--- What you need to do ---
Reproduce the lines of the listing below, requests included, starting with the line containing "Is any snow detectable" and going on through the end of the listing, with every bounding-box coordinate shifted up by 55. Leave the pictures out.

--- Material supplied ---
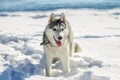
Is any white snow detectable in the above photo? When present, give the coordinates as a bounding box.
[0,9,120,80]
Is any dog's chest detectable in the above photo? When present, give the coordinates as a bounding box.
[44,44,69,55]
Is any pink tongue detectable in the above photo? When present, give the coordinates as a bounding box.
[56,41,61,46]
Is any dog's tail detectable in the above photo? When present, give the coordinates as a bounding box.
[74,43,82,53]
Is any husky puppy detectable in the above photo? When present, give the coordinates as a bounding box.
[41,13,80,76]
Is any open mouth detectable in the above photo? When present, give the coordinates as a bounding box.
[53,36,62,47]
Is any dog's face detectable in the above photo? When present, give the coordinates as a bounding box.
[45,14,69,47]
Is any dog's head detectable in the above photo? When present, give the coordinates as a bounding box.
[43,13,72,47]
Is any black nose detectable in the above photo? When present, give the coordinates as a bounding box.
[58,36,62,40]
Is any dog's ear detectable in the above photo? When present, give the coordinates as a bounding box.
[49,13,55,23]
[60,13,66,23]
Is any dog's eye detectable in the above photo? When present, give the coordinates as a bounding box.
[53,29,57,31]
[61,28,64,31]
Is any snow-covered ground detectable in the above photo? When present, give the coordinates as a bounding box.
[0,9,120,80]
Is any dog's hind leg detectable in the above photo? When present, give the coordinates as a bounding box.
[74,43,82,53]
[60,56,70,72]
[46,56,52,77]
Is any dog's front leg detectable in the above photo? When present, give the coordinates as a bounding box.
[46,55,52,77]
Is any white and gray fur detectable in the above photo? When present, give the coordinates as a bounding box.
[41,13,80,76]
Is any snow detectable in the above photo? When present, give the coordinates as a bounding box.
[0,9,120,80]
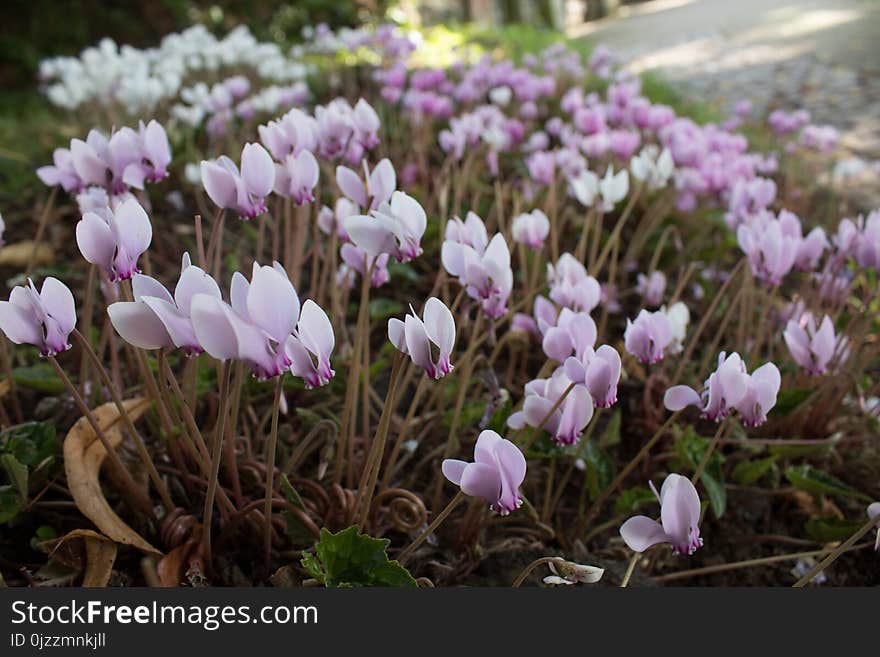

--- Response for this exercise ---
Is any snow detectable in the above photo? When present, give the coordinates as a bounding box.
[55,64,175,135]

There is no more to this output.